Task to carry out: Please reproduce, word for word, the lines starting with the one that contains "below and record integer pixel coordinates." and running through the last line below, including both of those lines.

Dataset:
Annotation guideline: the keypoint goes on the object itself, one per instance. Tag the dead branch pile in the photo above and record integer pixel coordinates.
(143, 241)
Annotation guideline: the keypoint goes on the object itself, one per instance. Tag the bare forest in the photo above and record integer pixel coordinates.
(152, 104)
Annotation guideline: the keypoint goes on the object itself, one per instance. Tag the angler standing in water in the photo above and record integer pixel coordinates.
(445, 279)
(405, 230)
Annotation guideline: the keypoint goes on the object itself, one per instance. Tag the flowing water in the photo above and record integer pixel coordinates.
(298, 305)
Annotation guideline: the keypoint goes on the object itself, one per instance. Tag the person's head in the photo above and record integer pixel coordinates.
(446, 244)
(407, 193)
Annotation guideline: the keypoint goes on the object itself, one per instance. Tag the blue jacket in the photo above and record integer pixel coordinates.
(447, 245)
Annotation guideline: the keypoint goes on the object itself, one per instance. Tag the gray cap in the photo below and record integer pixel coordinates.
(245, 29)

Solution to the problem:
Annotation guideline: the keypoint goes on the object itself, one per instance. Tag the gray cap in the photo below and record integer pixel coordinates.
(245, 29)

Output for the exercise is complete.